## TRECHO:

════════════════

As negociações do Mecanismo de Adaptação Competitiva (MAC) demoraram um ano e meio, custaram intenso esforço diplomático e provocaram desgaste do governo brasileiro junto ao setor privado. O MAC foi proposto pela Argentina em setembro de 2004 como uma forma de impedir que seu mercado fosse "invadido" pela produção brasileira em setores sensíveis. Depois de uma forte pressão do presidente Néstor Kirchner, o instrumento foi finalmente assinado em fevereiro desse ano.

Desde o início das negociações, contudo, mudanças na conjuntura econômica contribuíram para que as tensões comerciais se acalmassem. O real se valorizou em relação ao peso, diminuindo a competitividade dos produtos brasileiros. A Argentina manteve uma taxa de crescimento de 9% ao ano, muito superior aos atuais 3,5% do Brasil. A energia elétrica está custando na Argentina um terço do que custa no Brasil.

Esse cenário dificulta a comprovação de que as importações brasileiras provocam dano à indústria argentina, condição necessária para aplicação do MAC. A atual conjuntura também pode favorecer a solicitação de salvaguardas pelo Brasil e não pela Argentina. "Sempre deixamos claro que o MAC parece um benefício para a indústria argentina, mas também é aplicável para nossa agricultura", diz Antônio Carlos Costa, diretor do departamento de assuntos comerciais do Ministério da Agricultura.

"O governo demorou um ano negociando e saiu algo que não reflete mais a necessidade dos empresários", avalia Mário Marconini, consultor sênior da Federação das Indústrias do Estado de São Paulo (Fiesp) e presidente-executivo do conselho de relações internacionais da Fecomércio-SP.

Ele afirma que há um "descolamento" entre o que o ocorre no Mercosul e no mercado, porque o bloco negocia instrumentos mais políticos do que econômicos. Para ele, o MAC agora é apenas uma "carta na manga" dos argentinos e uma "guilhotina" para o Brasil - caso a conjuntura macroeconômica mude.

"O MAC não é um instrumento de curto prazo", disse ao Valor o secretário de Indústria argentino, Miguel Peirano. Segundo ele, é função do mecanismo dar previsibilidade a empresários de seu país, sem eliminar os acordos privados. Peirano lembrou que as regras do MAC prevêem espaço para que os setores privados entrem em acordo antes de que sejam adotadas as salvaguardas, mas não mencionou o fato de que, para que isso ocorra no contexto do mecanismo, é necessário haver ao menos um forte indício de que um setor está sofrendo dano, inclusive com a apresentação formal de informações que comprovem essa alegação.

════════════════

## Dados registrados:

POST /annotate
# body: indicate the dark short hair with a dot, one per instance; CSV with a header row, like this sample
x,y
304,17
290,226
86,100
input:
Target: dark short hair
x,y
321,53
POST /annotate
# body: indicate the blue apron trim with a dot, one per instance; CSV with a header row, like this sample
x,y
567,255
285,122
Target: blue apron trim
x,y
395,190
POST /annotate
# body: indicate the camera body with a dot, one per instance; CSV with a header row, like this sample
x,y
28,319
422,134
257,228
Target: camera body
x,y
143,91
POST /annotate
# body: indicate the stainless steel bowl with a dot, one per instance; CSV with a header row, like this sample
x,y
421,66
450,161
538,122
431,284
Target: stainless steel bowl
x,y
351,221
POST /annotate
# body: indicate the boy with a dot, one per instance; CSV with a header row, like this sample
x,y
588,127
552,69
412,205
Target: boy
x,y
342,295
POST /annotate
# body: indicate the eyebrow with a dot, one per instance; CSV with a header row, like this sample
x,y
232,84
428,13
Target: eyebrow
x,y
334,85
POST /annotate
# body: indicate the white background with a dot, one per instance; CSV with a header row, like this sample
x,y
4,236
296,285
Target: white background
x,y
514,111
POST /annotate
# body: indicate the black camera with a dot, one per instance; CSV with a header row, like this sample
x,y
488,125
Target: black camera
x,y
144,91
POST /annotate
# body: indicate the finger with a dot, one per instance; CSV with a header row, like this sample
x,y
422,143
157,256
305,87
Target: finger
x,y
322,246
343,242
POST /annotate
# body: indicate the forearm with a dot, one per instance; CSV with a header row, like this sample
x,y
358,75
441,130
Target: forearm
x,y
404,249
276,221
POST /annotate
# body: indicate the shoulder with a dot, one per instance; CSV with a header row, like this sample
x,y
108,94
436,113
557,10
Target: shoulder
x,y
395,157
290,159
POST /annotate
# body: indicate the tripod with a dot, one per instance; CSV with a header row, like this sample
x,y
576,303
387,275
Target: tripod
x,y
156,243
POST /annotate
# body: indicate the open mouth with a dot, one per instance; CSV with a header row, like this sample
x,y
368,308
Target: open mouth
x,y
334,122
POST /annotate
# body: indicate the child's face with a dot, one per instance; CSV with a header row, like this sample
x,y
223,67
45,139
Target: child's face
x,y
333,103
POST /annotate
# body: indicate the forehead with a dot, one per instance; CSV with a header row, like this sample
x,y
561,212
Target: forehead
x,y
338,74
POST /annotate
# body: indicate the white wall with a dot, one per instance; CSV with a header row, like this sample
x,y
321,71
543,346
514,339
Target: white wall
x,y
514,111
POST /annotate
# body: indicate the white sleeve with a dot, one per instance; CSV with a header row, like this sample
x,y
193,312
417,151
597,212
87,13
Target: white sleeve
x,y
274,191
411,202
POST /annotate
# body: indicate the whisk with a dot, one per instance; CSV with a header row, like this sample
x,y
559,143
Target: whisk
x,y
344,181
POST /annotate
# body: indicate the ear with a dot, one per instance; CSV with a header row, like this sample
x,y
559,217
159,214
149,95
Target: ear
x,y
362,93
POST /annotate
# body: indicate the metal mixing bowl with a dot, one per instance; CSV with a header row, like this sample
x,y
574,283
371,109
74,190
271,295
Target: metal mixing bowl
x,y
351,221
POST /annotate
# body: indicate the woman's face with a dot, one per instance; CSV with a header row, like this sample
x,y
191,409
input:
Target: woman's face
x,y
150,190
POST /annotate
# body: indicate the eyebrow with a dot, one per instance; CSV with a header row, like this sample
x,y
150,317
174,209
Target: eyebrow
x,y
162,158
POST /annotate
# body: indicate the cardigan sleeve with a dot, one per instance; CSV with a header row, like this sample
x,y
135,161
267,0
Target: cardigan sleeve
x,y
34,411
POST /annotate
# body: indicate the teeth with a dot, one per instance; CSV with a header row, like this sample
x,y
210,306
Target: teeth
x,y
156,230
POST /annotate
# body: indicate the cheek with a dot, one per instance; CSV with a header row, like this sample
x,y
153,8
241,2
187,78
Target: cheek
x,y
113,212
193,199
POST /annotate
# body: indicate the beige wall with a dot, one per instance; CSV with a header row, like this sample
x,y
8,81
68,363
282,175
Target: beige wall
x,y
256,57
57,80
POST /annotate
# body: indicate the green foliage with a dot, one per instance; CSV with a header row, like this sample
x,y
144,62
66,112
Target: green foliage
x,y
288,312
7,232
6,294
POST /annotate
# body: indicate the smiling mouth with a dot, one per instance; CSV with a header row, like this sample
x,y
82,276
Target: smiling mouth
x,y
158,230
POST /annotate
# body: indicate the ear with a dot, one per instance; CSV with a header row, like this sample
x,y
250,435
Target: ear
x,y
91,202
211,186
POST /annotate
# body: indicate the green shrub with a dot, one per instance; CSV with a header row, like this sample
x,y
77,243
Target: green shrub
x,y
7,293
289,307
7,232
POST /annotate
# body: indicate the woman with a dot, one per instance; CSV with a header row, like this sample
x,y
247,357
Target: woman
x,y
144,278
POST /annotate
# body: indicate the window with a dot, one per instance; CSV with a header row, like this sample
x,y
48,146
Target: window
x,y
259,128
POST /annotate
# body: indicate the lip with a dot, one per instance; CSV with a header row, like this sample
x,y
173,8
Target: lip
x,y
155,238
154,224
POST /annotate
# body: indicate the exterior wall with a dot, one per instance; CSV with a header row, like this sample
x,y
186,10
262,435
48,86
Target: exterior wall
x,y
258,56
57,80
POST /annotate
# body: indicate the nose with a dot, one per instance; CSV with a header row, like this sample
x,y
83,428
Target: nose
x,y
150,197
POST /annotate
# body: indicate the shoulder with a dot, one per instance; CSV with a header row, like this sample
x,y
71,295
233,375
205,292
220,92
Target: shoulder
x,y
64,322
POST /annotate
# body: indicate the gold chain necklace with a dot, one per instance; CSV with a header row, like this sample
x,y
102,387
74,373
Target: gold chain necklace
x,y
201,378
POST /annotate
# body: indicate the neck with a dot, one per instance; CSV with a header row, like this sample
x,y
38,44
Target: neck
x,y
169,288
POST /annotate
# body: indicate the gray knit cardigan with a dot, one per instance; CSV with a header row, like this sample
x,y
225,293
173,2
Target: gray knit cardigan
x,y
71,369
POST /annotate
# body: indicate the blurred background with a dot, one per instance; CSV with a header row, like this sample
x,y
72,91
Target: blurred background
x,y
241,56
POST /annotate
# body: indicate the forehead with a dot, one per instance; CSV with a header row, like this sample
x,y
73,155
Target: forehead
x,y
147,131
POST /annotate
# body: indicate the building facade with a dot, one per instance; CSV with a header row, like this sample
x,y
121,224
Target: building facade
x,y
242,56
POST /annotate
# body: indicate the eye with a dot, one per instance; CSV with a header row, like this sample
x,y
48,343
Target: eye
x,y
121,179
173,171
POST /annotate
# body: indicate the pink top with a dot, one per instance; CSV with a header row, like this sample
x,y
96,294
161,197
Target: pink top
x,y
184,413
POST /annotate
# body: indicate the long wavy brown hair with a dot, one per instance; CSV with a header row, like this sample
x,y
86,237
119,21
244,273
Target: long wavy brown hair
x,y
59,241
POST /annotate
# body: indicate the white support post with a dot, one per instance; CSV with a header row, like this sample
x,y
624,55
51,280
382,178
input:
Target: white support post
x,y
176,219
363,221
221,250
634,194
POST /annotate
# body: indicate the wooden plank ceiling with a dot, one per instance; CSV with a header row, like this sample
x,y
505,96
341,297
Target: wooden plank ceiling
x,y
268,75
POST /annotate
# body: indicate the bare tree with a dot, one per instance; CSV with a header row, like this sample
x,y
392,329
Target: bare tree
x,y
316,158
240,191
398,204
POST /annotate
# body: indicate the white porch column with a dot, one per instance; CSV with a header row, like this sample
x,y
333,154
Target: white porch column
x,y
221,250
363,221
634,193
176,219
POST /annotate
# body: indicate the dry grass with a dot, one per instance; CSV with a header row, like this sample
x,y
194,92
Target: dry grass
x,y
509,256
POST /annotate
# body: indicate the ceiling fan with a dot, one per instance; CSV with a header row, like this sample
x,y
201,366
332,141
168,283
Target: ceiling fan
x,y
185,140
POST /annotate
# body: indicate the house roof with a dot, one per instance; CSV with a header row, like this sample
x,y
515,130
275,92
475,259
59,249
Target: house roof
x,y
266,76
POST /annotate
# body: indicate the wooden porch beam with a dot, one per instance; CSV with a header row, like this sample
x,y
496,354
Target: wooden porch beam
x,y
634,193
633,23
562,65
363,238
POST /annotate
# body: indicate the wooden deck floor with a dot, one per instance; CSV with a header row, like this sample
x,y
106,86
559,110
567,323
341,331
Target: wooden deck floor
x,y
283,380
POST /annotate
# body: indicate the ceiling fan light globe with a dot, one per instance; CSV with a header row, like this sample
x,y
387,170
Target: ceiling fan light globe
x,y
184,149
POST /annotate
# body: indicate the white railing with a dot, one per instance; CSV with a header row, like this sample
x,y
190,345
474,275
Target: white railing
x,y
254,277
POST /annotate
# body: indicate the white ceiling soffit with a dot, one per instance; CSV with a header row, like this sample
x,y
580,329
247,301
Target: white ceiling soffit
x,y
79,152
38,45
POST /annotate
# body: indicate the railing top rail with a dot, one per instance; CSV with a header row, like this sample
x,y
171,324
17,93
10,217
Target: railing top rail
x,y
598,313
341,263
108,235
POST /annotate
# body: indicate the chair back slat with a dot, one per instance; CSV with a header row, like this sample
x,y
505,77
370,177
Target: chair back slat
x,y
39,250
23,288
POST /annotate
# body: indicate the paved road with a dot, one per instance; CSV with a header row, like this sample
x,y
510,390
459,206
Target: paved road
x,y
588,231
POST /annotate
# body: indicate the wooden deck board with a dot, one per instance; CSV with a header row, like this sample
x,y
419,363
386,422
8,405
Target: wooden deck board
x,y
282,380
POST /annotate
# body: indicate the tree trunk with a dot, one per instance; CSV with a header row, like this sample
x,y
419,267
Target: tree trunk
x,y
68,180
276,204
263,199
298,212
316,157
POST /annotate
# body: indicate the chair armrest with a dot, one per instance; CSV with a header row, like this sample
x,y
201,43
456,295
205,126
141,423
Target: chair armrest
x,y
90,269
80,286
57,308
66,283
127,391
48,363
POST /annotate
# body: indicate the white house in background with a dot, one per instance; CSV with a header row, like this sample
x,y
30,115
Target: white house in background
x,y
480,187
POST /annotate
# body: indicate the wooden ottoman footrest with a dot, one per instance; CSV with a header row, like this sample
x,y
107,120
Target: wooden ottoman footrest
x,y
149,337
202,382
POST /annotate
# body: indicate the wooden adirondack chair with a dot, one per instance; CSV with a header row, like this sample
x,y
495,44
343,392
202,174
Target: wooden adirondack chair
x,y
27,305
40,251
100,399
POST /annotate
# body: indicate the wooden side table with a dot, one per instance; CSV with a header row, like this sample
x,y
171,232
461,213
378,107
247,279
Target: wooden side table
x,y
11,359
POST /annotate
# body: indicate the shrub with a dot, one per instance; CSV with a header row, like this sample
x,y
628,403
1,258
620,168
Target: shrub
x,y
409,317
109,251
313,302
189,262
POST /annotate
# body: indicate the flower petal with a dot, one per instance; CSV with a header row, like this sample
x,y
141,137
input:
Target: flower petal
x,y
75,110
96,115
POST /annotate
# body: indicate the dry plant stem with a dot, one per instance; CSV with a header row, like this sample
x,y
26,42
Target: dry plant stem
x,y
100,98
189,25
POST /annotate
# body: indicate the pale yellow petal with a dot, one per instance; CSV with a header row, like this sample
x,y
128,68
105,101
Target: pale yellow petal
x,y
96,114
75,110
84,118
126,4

════════════════

## SOBRE A TAREFA:
Responda, com base no trecho sobre o MAC:
1. Em que mês e ano a Argentina propôs o MAC?
2. Qual é a taxa de crescimento anual da Argentina citada no trecho?
3. Que cargo argentino Miguel Peirano ocupa?

## RESPOSTA:
1. Em setembro de 2004.
2. 9% ao ano.
3. Secretário de Indústria.